Assigned task. Continue the article about the TEDx Saint Thomas speaker lineup, picking up after its last sentence.

Passage to read.
━━━

TEDx Returns With Diverse Lineup

 

The next TEDx Talk takes place Saturday, April 23, at 5 P.M. at Antilles School. (Photo: TEDx Saint Thomas)

After a pandemic away from live performances, some of the Virgin Islands’ most knowledgeable bring their far-flung expertise to the TEDx stage Saturday night.

At 10 to 15 minute each, these diverse and dynamic lectures aim to go deep fast, said organizer Brigitte Berry.

“Some of my favorite ones are very short. I think our frame of time – of paying attention – is pretty short,” Berry said. “For TED, it’s something that’s interesting and factual but also something you are passionate about.”

Berry arranged the talks, with a strategic intermission, in a way that alternates between difficult subjects, like child sex abuse, and lighter ones, like St. Croix stage magician Johnny Daemon.

Choosing who speaks isn’t easy, she said. “It’s honestly the most difficult and fun and hard process ever.” Finding balance is key: The University of the Virgin Islands is overflowing with scientists eager to share their knowledge, according to Berry.

“Two of my speakers got their doctorate during the pandemic, so their research lives have had quite a change,” she said.

The event started in 2014 and has continued on-and-off since. The pandemic knocked off two years of would-be performances. “So these speakers applied in 2019 and have been on hold for a while,” said Berry.

The event will be broadcast live over Facebook and then available later through the official TED website.

Tickets for the 5 P.M. event April 23 at Antilles School’s Prior Jolleck Hall are $25.

The lineup includes:

Magician Johnny Daemon will explain the psychology of so-called psychics. The professional illusionist will demonstrate how easy it is to be convinced by charlatans.

━━━

[Point-per-instance localization data]
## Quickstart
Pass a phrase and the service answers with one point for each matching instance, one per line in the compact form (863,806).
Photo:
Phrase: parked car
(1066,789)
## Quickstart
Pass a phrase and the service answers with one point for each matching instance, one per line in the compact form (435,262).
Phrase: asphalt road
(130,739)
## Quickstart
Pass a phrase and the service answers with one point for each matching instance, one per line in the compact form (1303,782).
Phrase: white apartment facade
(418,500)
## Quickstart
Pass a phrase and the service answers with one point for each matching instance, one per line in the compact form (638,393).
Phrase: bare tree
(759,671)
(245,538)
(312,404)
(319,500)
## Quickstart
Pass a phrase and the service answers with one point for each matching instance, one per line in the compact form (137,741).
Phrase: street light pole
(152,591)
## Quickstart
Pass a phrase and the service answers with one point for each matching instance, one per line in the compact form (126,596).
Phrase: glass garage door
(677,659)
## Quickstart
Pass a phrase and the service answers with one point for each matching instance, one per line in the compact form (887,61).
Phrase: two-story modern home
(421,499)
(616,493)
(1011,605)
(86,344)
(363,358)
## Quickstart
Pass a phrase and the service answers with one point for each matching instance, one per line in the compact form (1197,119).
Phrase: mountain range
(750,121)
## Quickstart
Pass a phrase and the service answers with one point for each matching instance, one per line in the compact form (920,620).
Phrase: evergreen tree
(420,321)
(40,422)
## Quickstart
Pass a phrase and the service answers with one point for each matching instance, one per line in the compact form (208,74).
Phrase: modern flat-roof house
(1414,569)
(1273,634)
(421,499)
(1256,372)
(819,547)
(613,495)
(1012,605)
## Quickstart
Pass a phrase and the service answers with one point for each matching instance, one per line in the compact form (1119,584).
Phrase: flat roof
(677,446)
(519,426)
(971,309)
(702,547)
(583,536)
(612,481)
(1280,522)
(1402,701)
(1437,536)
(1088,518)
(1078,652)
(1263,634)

━━━

Result of this task.
UVI marine life researcher Dan Mele’s presentation, “Coral Are Not Slimy Rocks!” gets into the widely misunderstood animal’s secret lives, their importance, and their environmental needs.

Jessica Samuel will take listeners in pursuit of educational equity. From St. Louis to St. John, Samuel opens up the meaning of educational equity and its relationship to history, culture, and race – sharing her own efforts to get students the resources they need to achieve in the classroom and beyond.

Kitty Edwards, a Coastal Zone Management education and outreach coordinator, challenges token environmentalism, explaining how surface-level eco-trends fail to consider their broader impact on the world.

Kendell Daughtry imagines a world where people who experienced childhood sexual abuse are believed, protected, and advocated for. Daughtry will present an original social construct, explaining how to cultivate that world individually and collectively.

Marilyn Brandt dives deep into stony coral tissue loss, a disease that has become the leading cause of reef-building coral decline in the Caribbean. Brandt reveals the virulent disease’s emergence and impact on the reefs of the United States Virgin Islands and the remarkable response of the territory’s relatively small community.